### WRITTEN REQUEST
Repeat the listing in full, word for word.
* Begin *
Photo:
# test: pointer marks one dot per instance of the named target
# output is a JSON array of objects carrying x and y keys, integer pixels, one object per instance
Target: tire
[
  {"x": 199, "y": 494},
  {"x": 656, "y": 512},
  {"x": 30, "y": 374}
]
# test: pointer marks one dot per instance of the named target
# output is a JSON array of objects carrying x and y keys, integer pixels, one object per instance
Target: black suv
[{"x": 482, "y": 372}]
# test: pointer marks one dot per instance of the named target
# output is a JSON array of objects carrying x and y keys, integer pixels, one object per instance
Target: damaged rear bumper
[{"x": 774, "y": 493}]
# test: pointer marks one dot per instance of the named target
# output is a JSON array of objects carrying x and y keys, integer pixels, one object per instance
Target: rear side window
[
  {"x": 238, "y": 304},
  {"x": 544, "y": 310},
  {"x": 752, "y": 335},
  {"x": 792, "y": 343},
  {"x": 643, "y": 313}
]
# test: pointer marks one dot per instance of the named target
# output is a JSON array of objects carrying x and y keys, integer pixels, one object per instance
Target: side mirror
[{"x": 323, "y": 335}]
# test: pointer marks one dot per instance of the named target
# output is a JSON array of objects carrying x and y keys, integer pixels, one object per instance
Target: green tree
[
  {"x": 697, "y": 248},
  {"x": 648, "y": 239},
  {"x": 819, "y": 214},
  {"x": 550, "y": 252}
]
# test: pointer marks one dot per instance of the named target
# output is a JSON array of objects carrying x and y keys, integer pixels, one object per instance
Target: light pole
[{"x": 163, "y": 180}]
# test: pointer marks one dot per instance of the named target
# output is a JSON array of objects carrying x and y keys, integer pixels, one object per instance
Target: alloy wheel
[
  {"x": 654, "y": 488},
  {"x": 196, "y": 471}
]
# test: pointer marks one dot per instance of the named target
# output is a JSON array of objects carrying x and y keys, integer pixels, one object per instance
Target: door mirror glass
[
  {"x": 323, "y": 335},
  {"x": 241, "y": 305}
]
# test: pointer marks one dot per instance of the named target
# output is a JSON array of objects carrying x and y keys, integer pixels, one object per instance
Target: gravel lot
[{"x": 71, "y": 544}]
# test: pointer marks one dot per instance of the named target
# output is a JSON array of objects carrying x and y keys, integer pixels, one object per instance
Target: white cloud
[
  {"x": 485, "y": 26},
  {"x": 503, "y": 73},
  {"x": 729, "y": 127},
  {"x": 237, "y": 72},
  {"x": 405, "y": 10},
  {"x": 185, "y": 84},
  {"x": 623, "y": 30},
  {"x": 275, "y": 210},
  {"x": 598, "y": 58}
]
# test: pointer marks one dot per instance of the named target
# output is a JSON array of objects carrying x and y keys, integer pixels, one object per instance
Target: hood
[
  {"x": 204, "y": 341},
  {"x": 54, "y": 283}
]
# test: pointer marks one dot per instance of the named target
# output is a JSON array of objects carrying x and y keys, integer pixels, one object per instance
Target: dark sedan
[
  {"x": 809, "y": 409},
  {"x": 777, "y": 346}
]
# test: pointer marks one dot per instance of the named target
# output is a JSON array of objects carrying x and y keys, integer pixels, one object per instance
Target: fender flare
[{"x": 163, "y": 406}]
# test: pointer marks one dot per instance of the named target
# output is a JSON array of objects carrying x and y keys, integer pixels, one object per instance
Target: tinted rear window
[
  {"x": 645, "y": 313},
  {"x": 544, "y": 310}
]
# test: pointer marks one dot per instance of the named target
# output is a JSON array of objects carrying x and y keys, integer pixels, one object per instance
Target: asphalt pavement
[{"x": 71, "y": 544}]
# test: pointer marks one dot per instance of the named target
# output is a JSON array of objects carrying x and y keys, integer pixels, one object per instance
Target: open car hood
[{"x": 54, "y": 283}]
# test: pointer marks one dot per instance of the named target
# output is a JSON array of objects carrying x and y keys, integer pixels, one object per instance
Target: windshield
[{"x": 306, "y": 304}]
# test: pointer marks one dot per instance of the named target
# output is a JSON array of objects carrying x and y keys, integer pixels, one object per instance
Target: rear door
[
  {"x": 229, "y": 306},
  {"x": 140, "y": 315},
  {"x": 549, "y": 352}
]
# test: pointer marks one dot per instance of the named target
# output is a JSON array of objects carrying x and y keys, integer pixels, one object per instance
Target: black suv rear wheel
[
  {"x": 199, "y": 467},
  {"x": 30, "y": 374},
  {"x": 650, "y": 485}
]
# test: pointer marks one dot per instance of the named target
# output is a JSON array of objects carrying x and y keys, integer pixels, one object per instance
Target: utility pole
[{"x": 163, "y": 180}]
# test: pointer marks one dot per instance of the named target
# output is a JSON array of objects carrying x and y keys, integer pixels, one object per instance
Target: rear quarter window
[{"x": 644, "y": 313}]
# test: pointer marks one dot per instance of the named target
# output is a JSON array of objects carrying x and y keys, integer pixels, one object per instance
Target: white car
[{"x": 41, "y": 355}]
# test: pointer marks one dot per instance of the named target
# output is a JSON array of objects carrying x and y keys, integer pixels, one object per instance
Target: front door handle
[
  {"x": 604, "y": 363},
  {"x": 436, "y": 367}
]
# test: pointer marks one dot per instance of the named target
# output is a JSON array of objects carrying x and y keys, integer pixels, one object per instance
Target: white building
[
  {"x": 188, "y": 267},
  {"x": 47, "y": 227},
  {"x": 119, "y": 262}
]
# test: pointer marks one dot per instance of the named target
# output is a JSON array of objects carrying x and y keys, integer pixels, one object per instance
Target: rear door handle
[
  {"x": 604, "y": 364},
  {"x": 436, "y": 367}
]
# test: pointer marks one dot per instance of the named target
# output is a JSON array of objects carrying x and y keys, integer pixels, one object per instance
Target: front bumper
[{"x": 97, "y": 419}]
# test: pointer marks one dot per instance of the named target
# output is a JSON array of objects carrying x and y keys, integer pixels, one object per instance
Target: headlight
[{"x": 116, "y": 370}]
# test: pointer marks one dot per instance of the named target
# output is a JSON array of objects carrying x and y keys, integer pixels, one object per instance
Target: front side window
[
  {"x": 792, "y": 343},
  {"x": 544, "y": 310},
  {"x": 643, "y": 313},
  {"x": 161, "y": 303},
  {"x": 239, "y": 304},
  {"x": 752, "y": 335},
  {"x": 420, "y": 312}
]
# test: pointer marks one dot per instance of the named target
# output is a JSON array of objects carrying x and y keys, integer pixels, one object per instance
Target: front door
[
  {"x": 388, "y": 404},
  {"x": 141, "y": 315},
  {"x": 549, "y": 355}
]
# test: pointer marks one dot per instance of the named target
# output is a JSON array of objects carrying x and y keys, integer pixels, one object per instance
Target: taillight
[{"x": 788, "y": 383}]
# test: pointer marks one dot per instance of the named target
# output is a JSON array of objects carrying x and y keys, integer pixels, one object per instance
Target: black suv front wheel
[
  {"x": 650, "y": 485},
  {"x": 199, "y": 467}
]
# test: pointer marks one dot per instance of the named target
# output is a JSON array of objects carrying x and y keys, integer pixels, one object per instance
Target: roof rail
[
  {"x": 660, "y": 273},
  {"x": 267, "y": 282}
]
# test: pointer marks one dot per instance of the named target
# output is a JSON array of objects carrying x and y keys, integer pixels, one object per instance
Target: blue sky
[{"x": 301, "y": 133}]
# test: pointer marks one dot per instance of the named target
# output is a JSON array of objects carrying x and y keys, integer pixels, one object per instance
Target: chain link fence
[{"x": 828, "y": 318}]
* End *
### COMPLETE RESPONSE
Photo:
# test: pointer marks one dot per instance of the named target
# output is a JSON array of objects carrying x and y keys, integer pixels, one object per instance
Target: tire
[
  {"x": 199, "y": 494},
  {"x": 656, "y": 512},
  {"x": 30, "y": 374}
]
# test: pointer marks one dot per instance of the named target
# output is a JSON array of objects carrying x and y keys, integer pixels, one object per instance
Target: black suv
[{"x": 482, "y": 372}]
# test: pointer marks one dot per instance of the named target
# output is a JSON array of objects carrying x and y keys, integer pixels, one object per instance
Target: damaged rear bumper
[{"x": 774, "y": 493}]
# test: pointer marks one dot per instance of the named target
# output is a JSON array of objects carrying x and y keys, integer pixels, one object per instance
Target: rear side window
[
  {"x": 238, "y": 304},
  {"x": 544, "y": 310},
  {"x": 752, "y": 335},
  {"x": 792, "y": 343},
  {"x": 643, "y": 313}
]
# test: pointer marks one dot per instance of the named target
# output is a JSON array of objects carrying x and y keys, integer pixels, one object per instance
Target: side mirror
[{"x": 323, "y": 335}]
# test: pointer marks one dot per instance of the named target
# output is a JSON array of objects carrying x and y keys, integer pixels, one object per instance
Target: green tree
[
  {"x": 697, "y": 248},
  {"x": 648, "y": 239},
  {"x": 819, "y": 214},
  {"x": 550, "y": 252}
]
# test: pointer marks one dot per instance of the named target
# output is a JSON array of objects carrying x and y keys, integer pixels, one object per instance
Target: light pole
[{"x": 163, "y": 180}]
# test: pointer marks one dot per instance of the named target
# output is a JSON array of objects carrying x and y keys, integer pixels, one object per instance
Target: alloy wheel
[
  {"x": 654, "y": 488},
  {"x": 196, "y": 471}
]
# test: pointer marks one dot per instance of the named target
# output is a JSON array of objects carrying x and y keys, integer pixels, one object per instance
Target: door mirror glass
[
  {"x": 323, "y": 335},
  {"x": 241, "y": 305}
]
# test: pointer marks one dot per instance of the named target
# output is a JSON array of objects carrying x and y keys, integer pixels, one object per instance
Target: gravel lot
[{"x": 71, "y": 544}]
# test: pointer marks one dot per instance of the named target
# output is a JSON array of objects carrying x and y keys, integer pixels, one object per instance
Target: white cloud
[
  {"x": 485, "y": 26},
  {"x": 503, "y": 73},
  {"x": 729, "y": 127},
  {"x": 237, "y": 72},
  {"x": 405, "y": 10},
  {"x": 185, "y": 84},
  {"x": 623, "y": 30},
  {"x": 275, "y": 210},
  {"x": 598, "y": 58}
]
# test: pointer marks one dot per instance of the named target
# output is a JSON array of objects carrying x and y keys, integer pixels, one object per instance
Target: hood
[
  {"x": 204, "y": 341},
  {"x": 54, "y": 283}
]
# test: pointer marks one dot per instance of the named target
# output is a JSON array of objects carrying x and y keys, integer pixels, one object per instance
Target: dark sedan
[
  {"x": 809, "y": 409},
  {"x": 777, "y": 346}
]
# test: pointer marks one dot per instance of the named target
# output is a JSON array of objects carrying x and y keys, integer pixels, one object per instance
Target: fender flare
[{"x": 163, "y": 406}]
# test: pointer marks one dot per instance of the named target
# output is a JSON array of objects carrying x and y keys, integer pixels, one object per instance
Target: tinted rear window
[
  {"x": 645, "y": 313},
  {"x": 544, "y": 310}
]
# test: pointer marks one dot per instance of the named target
# output is a JSON array of objects carrying x and y keys, integer pixels, one object per instance
Target: asphalt pavement
[{"x": 71, "y": 544}]
# test: pointer marks one dot per instance of the named target
# output is a JSON array of objects carrying x and y keys, integer pixels, one object per instance
Target: open car hood
[{"x": 54, "y": 283}]
# test: pointer marks one dot per instance of the named target
# output is a JSON array of objects carrying x and y keys, integer pixels, one object per instance
Target: windshield
[{"x": 306, "y": 304}]
# test: pointer marks one dot per instance of the named target
# output is a JSON array of objects carrying x and y keys, integer pixels, one object per instance
Target: rear door
[
  {"x": 229, "y": 306},
  {"x": 140, "y": 315},
  {"x": 549, "y": 352}
]
# test: pointer marks one dot per instance of the named target
# output is a JSON array of objects carrying x and y keys, integer pixels, one object per instance
Target: black suv rear wheel
[
  {"x": 199, "y": 467},
  {"x": 30, "y": 374},
  {"x": 650, "y": 485}
]
# test: pointer marks one dot per instance of the named target
# output is a JSON array of objects carrying x and y keys, integer pixels, one object per instance
Target: utility pole
[{"x": 163, "y": 180}]
# test: pointer marks one dot per instance of the named target
# output is a JSON array of objects carrying x and y keys, integer pixels, one object per instance
Target: rear quarter window
[{"x": 644, "y": 313}]
# test: pointer marks one dot per instance of the named target
# output is a JSON array of objects carrying x and y keys, integer pixels, one object per instance
Target: white car
[{"x": 41, "y": 355}]
# test: pointer marks one dot per instance of the named target
# output is a JSON array of objects carrying x and y keys, integer pixels, one object per instance
Target: front door handle
[
  {"x": 604, "y": 363},
  {"x": 436, "y": 367}
]
# test: pointer marks one dot per instance of the named target
# output is a JSON array of objects carrying x and y keys, integer pixels, one object per instance
Target: white building
[
  {"x": 188, "y": 267},
  {"x": 47, "y": 227},
  {"x": 119, "y": 262}
]
# test: pointer marks one dot per instance of the named target
# output is a JSON array of objects carrying x and y keys, integer pixels, one object per instance
Target: rear door handle
[
  {"x": 604, "y": 364},
  {"x": 436, "y": 367}
]
# test: pointer marks one dot per instance of the named target
# output is a JSON array of objects carrying x and y keys, integer pixels, one object per instance
Target: front bumper
[{"x": 97, "y": 419}]
# test: pointer marks one dot per instance of the named target
# output is a JSON array of objects carrying x and y keys, integer pixels, one object per instance
Target: headlight
[{"x": 116, "y": 370}]
# test: pointer marks one dot per instance of the named target
# output is a JSON array of objects carrying x and y keys, integer pixels, one object per instance
Target: front side window
[
  {"x": 792, "y": 343},
  {"x": 544, "y": 310},
  {"x": 643, "y": 313},
  {"x": 161, "y": 303},
  {"x": 239, "y": 304},
  {"x": 752, "y": 335},
  {"x": 420, "y": 312}
]
# test: pointer marks one dot per instance of the named target
# output is a JSON array of objects carrying x and y keys, integer pixels, one object per instance
Target: front door
[
  {"x": 388, "y": 404},
  {"x": 141, "y": 315},
  {"x": 549, "y": 355}
]
# test: pointer marks one dot per instance of the named target
# output is a JSON array of objects carrying x and y keys, integer pixels, one object per instance
Target: taillight
[{"x": 788, "y": 383}]
# test: pointer marks one dot per instance of the named target
# output is a JSON array of objects carrying x and y keys, integer pixels, one object per instance
Target: black suv front wheel
[
  {"x": 650, "y": 485},
  {"x": 199, "y": 467}
]
# test: pointer marks one dot per instance of the named target
# output is a JSON array of objects carrying x and y keys, integer pixels, one object per instance
Target: roof rail
[
  {"x": 660, "y": 273},
  {"x": 267, "y": 282}
]
# test: pointer marks one dot per instance of the named target
# output is a JSON array of objects carrying x and y keys, integer pixels, one object per instance
Target: blue sky
[{"x": 301, "y": 133}]
# test: pointer marks one dot per instance of the named target
# output is a JSON array of objects carrying x and y keys, integer pixels, one object per instance
Target: chain link fence
[{"x": 828, "y": 318}]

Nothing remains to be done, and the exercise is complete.